Exercise details:
In the records, rename each "ring" to "boundary" and write out every line again, changing nothing else.

━━━━

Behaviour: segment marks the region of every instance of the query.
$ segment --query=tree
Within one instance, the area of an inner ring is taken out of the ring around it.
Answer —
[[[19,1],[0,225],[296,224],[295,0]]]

━━━━

Exercise result:
Behaviour: segment marks the region of every instance of the query.
$ segment --query=tree
Within one instance, the area of an inner boundary is taken out of the boundary around it.
Answer —
[[[19,1],[0,225],[296,224],[295,0]]]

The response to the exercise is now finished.